Copy out the material verbatim, beginning at its start and continuing through the line that contains "x=283, y=131".
[Begin Provided entries]
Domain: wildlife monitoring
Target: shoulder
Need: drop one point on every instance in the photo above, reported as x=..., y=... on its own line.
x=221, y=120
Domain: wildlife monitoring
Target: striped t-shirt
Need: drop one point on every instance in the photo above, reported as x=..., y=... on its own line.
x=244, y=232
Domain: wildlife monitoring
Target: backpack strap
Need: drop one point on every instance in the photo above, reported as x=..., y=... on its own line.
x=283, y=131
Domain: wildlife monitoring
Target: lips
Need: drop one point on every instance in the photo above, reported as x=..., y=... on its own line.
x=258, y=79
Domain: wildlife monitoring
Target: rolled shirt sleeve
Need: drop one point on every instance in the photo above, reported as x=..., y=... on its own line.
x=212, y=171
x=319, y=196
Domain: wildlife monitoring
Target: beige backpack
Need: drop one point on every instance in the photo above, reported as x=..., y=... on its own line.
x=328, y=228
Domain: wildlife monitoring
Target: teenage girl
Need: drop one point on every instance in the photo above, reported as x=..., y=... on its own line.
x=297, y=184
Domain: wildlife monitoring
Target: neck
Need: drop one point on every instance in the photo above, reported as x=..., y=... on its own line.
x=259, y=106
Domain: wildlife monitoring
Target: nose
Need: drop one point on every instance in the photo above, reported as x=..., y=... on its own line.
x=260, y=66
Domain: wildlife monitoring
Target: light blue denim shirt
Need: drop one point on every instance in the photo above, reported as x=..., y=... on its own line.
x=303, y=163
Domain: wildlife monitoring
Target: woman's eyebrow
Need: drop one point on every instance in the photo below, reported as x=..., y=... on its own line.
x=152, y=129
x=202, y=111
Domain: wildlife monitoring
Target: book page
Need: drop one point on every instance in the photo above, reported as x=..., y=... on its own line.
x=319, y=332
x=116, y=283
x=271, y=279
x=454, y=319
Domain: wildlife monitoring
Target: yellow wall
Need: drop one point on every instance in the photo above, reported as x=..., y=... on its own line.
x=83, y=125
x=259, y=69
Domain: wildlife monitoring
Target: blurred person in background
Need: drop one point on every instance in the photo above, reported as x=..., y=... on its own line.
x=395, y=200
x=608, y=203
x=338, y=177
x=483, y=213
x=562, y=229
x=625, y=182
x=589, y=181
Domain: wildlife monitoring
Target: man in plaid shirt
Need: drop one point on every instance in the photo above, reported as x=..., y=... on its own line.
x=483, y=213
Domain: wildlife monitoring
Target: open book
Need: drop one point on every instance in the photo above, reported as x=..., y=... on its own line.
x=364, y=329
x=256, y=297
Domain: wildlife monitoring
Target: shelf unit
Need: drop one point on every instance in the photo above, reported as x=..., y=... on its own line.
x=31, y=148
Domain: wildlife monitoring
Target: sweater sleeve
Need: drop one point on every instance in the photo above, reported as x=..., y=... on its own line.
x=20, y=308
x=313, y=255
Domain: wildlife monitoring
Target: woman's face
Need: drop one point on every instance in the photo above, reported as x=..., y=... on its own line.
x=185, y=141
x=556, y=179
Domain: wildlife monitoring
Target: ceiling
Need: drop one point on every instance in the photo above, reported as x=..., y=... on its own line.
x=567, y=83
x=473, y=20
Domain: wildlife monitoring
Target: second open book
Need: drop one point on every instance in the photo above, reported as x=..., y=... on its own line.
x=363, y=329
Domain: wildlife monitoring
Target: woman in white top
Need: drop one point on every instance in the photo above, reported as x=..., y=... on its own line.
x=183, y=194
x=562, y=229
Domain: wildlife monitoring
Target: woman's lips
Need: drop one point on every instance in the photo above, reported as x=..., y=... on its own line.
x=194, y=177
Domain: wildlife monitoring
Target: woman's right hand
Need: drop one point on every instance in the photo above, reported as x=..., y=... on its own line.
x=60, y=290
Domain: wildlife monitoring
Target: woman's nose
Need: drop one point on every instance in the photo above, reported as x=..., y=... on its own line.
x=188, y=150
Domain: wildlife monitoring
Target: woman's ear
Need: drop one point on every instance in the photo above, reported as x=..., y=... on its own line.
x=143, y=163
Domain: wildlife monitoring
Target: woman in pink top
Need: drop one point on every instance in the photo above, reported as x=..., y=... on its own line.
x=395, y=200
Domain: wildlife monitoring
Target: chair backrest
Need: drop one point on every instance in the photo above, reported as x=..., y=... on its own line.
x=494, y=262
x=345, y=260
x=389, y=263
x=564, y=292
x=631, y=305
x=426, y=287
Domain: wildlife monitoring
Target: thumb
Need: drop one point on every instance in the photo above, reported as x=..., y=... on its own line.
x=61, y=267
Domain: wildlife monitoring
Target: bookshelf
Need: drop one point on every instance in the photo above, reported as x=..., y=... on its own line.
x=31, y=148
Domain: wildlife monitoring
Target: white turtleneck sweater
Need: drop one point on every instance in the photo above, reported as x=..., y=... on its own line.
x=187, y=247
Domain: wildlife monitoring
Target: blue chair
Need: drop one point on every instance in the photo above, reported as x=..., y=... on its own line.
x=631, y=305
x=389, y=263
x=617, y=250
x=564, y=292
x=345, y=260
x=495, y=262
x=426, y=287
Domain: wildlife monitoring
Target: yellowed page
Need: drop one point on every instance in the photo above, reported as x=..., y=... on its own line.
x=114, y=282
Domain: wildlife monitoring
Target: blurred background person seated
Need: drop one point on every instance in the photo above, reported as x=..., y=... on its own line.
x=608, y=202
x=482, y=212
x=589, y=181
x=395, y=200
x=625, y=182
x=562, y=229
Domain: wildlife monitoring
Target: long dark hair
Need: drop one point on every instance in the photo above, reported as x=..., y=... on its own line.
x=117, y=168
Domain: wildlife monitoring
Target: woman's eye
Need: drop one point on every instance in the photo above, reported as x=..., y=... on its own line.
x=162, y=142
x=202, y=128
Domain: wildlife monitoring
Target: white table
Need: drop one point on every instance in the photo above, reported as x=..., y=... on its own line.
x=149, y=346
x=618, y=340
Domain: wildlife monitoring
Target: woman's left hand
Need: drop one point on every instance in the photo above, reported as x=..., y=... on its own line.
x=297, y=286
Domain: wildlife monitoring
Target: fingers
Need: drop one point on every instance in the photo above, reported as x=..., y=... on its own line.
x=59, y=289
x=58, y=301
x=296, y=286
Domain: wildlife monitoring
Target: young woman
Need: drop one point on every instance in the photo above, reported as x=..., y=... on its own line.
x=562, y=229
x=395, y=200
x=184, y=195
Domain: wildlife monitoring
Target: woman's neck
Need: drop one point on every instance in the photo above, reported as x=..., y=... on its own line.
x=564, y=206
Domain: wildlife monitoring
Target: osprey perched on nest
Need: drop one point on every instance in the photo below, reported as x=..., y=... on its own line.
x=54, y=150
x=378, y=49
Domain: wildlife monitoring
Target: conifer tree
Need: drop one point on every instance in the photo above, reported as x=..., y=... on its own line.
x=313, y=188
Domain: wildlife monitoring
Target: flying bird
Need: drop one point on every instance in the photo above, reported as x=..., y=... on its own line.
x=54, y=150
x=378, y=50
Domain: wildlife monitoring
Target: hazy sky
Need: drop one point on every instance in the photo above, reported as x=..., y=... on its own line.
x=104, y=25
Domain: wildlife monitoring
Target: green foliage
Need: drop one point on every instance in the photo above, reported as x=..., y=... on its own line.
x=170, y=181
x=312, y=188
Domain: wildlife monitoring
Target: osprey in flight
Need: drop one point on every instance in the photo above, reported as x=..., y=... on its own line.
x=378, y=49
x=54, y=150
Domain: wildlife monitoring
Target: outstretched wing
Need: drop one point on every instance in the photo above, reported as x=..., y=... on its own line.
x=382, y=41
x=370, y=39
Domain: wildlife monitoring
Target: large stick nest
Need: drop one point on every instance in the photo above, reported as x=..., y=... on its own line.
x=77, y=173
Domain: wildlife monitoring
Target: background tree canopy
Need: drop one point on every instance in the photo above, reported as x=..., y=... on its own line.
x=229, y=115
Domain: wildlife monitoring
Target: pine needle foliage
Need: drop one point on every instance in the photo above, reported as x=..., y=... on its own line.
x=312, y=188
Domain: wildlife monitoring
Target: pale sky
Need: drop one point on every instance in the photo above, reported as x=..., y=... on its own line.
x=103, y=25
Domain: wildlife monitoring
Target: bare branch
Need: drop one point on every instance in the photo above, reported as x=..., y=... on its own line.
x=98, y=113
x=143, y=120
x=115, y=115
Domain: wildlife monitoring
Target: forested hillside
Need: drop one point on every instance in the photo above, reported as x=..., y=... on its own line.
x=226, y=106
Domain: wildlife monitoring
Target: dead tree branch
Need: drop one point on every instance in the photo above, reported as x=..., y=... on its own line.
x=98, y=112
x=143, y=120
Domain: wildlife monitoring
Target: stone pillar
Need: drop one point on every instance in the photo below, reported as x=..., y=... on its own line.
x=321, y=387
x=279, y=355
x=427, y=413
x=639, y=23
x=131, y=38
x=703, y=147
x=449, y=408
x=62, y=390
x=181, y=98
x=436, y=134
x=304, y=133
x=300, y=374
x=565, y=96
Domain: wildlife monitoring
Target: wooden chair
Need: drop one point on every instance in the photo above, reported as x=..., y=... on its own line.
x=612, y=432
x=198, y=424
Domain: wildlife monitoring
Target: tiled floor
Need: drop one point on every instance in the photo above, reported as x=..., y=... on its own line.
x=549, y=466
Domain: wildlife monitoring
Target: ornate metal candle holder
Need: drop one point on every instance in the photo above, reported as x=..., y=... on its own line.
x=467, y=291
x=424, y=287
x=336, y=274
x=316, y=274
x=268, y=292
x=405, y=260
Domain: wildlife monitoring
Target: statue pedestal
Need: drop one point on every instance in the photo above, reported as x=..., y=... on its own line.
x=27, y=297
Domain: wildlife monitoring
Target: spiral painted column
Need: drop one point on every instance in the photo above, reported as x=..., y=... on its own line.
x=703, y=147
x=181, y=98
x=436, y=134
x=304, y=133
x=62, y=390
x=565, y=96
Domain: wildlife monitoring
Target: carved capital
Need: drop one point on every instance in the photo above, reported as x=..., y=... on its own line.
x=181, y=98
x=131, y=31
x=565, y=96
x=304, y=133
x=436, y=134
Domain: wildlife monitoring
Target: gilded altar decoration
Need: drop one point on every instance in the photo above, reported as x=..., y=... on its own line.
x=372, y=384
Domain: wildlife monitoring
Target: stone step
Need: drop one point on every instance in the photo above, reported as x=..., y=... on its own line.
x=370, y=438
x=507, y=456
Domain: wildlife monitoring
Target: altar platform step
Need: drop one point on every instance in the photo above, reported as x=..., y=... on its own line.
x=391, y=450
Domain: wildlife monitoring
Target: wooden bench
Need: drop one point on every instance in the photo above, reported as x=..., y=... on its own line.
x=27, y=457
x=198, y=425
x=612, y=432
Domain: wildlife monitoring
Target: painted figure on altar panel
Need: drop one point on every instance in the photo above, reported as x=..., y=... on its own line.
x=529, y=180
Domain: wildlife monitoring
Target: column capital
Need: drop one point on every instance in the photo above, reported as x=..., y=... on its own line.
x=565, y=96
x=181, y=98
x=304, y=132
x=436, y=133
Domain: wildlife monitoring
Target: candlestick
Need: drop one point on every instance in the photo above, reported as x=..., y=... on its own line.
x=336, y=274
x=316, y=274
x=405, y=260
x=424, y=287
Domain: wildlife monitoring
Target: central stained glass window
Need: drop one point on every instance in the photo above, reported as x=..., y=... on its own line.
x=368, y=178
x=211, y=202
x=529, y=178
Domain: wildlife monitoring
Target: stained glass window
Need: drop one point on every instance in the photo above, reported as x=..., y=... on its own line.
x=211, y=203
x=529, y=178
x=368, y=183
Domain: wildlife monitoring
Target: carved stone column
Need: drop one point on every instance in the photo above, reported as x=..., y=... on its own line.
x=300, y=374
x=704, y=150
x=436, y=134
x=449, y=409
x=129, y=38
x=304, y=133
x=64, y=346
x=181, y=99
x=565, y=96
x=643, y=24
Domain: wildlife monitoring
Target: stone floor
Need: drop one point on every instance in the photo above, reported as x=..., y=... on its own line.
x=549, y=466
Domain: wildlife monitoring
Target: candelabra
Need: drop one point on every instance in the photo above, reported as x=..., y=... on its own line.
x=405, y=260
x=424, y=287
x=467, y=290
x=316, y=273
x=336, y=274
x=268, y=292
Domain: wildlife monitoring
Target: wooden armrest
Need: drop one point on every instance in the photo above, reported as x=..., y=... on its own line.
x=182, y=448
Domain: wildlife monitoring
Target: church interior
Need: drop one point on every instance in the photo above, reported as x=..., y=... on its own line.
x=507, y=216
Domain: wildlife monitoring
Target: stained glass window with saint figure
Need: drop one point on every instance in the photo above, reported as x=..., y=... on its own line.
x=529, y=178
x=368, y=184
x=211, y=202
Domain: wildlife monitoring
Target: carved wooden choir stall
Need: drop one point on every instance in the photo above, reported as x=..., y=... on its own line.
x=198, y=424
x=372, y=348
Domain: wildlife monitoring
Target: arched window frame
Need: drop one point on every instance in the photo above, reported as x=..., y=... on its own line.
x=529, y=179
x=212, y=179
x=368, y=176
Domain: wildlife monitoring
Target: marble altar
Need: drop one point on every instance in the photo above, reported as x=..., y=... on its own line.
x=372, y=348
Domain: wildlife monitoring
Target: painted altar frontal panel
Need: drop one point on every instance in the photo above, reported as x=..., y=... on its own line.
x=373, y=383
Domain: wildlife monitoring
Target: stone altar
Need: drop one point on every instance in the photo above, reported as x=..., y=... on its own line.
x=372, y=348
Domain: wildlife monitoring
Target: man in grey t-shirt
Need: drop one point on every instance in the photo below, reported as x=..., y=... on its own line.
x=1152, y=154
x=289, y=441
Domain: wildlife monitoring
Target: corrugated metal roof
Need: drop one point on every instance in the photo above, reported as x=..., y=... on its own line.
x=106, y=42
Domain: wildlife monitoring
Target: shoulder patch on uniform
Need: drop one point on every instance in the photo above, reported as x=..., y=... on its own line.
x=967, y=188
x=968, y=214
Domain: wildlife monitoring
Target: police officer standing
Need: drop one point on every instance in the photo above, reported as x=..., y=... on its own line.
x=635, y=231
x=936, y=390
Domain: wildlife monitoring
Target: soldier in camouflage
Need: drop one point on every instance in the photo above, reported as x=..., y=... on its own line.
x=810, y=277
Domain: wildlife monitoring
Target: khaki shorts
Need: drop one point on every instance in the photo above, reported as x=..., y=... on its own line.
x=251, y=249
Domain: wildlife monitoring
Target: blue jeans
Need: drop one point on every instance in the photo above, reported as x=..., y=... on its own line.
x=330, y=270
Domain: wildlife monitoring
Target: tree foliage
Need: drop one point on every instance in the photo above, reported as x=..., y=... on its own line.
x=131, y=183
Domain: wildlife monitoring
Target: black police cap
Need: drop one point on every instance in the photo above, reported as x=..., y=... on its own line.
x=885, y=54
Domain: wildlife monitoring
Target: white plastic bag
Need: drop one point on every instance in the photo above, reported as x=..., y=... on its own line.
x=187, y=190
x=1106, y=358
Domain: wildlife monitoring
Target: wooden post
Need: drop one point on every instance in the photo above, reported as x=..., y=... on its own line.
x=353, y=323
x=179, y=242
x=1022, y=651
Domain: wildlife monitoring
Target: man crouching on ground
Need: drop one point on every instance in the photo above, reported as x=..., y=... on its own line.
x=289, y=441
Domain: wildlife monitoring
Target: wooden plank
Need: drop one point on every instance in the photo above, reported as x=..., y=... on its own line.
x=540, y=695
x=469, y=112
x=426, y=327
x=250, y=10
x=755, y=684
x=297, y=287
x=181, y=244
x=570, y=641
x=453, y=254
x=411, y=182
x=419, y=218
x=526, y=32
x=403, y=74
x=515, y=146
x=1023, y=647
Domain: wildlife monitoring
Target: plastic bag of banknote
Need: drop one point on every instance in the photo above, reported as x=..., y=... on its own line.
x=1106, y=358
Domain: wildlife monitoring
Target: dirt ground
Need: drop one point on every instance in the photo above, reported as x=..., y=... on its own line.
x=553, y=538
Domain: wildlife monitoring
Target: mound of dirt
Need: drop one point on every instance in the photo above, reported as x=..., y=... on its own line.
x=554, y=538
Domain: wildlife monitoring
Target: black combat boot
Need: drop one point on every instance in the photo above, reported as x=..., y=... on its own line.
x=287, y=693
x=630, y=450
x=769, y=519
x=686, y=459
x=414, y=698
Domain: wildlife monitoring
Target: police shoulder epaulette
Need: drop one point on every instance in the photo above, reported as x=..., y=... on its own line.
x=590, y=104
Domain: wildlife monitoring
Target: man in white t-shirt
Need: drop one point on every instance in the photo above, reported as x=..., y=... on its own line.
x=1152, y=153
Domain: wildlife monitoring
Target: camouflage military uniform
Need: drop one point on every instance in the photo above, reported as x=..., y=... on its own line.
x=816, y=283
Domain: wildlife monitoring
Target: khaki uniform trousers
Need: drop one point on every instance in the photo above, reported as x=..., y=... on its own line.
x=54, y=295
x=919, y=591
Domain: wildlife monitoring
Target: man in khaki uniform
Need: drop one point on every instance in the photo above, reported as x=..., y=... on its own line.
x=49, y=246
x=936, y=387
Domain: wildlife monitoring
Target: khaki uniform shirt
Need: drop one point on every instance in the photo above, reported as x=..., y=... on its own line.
[End Provided entries]
▶ _Exercise output_:
Domain: wildlife monitoring
Target: shoulder
Need: drop one point on every instance in the photo above, reported as x=..., y=... on its own line.
x=221, y=120
Domain: wildlife monitoring
Target: striped t-shirt
Need: drop one point on every instance in the photo above, reported as x=..., y=... on its own line.
x=244, y=232
Domain: wildlife monitoring
Target: backpack strap
Need: drop one point on every instance in the photo above, reported as x=..., y=... on its own line.
x=283, y=131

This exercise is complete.